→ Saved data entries
····················

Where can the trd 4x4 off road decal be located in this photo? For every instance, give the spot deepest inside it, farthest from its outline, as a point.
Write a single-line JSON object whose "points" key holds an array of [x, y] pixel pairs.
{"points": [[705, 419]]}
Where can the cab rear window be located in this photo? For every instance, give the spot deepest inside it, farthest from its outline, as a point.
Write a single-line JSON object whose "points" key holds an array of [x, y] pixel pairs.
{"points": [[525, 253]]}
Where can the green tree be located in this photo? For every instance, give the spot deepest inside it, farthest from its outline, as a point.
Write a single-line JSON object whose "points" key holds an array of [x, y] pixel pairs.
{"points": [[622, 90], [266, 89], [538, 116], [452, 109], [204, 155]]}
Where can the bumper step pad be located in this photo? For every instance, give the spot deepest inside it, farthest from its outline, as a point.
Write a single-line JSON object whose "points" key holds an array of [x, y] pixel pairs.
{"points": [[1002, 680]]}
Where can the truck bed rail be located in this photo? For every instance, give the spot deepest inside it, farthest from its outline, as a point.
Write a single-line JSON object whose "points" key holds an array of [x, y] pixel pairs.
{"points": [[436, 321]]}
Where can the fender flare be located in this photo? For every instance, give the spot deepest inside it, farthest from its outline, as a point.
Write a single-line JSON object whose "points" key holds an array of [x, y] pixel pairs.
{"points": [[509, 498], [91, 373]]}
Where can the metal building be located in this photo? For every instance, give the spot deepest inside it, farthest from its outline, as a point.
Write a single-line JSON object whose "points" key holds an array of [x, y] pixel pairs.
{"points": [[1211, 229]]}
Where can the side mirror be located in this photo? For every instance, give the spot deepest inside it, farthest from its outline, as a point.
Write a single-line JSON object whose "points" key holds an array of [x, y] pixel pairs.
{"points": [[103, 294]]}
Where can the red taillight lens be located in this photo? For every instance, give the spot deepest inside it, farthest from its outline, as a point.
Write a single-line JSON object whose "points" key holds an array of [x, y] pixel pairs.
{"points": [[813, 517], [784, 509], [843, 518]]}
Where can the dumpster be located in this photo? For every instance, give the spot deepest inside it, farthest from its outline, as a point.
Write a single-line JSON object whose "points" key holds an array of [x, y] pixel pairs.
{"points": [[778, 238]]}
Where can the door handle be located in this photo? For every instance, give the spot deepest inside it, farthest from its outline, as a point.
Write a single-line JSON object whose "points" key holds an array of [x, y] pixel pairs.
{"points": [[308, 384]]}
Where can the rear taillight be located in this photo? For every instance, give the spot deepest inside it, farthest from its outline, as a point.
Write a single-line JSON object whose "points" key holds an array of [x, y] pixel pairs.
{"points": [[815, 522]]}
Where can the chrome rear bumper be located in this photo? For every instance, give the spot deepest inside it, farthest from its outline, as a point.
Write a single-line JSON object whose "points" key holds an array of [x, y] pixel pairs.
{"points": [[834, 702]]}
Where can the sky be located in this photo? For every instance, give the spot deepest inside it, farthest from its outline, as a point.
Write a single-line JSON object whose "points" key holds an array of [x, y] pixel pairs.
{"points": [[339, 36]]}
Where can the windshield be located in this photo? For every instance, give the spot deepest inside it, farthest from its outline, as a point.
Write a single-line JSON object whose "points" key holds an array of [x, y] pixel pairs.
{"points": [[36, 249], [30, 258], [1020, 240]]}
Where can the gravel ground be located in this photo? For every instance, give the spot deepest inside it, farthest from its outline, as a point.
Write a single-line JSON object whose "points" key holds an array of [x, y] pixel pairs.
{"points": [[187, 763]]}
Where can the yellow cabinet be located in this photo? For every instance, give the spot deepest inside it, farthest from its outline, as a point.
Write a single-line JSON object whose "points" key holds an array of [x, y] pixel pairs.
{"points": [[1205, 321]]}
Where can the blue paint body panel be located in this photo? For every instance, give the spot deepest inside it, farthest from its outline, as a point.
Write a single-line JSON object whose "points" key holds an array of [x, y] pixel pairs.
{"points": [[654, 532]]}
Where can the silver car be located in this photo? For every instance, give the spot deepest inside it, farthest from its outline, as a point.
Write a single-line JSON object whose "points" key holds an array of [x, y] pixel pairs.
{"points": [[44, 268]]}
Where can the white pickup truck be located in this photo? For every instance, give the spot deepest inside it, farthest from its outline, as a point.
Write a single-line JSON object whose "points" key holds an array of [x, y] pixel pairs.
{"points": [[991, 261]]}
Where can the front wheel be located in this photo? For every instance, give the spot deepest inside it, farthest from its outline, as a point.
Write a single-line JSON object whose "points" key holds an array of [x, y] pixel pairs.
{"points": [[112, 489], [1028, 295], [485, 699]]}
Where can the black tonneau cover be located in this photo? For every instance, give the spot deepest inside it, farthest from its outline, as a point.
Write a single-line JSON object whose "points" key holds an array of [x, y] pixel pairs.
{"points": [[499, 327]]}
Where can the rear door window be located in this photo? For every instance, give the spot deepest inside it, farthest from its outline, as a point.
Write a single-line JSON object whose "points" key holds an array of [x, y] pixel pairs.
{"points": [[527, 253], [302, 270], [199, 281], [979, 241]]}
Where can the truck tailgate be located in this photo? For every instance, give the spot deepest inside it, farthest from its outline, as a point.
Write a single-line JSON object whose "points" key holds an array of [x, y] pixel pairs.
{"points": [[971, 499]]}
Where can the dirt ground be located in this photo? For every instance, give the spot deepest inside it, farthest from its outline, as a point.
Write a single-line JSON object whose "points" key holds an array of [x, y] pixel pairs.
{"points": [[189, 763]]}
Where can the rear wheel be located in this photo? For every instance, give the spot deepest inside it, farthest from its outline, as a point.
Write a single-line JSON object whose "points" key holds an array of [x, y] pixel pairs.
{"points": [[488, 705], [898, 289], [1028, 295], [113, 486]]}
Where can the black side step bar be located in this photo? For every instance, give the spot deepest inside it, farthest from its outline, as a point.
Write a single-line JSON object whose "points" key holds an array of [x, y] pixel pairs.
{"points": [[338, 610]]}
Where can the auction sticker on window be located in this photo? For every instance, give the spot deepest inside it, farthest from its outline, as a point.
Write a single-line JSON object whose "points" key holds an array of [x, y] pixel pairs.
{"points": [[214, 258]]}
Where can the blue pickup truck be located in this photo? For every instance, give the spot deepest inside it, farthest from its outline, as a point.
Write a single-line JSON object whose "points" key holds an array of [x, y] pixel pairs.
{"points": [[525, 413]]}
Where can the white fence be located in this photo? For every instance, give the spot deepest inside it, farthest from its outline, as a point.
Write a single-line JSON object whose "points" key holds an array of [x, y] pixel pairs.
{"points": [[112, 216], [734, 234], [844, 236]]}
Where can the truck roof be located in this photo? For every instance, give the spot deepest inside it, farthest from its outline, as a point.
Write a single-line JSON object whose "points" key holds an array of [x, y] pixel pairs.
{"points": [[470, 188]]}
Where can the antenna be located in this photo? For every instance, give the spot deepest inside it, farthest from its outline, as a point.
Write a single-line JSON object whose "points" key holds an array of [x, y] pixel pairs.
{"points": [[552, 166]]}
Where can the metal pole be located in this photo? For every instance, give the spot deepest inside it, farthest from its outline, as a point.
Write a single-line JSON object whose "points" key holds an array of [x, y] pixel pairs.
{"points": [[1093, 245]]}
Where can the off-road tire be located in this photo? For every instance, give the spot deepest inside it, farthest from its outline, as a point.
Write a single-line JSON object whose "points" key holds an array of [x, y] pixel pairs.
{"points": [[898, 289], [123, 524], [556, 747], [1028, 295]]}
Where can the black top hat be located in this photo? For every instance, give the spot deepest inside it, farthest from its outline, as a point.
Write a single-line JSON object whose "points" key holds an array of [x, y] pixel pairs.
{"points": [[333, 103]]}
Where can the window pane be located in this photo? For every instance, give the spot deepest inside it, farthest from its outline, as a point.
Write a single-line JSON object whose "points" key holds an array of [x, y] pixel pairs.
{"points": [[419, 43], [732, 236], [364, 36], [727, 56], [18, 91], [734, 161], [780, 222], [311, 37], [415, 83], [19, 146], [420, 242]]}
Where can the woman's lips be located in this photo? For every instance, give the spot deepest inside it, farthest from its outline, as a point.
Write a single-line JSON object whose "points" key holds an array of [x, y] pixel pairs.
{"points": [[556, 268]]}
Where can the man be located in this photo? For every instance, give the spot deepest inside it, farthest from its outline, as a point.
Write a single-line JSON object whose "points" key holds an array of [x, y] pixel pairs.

····················

→ Instructions for the task
Only the lines from the one holding "Where can the window" through the end of the listing should be given again, exactly and with both ends included.

→ Reply
Where can the window pane be located in this photo? For every instance, give the spot deepest inside it, farthest from its outline, as a point.
Write a single-line JSON object whose "points" key holds an array of [x, y] pixel pairs.
{"points": [[419, 43], [732, 236], [364, 36], [727, 56], [18, 91], [734, 161], [780, 222], [311, 37], [415, 83], [19, 146], [420, 242]]}
Where can the woman's lips be located in this photo? For every instance, give the spot deepest inside it, farthest from its outline, as a point.
Write a single-line JSON object whose "points" key holds an array of [x, y] pixel pairs.
{"points": [[556, 268]]}
Where can the man be located in this photo? For every instance, give the spot deepest inside it, farthest from its outline, as a point.
Write a single-line JSON object whose "points" key holds an array of [x, y] pixel pairs.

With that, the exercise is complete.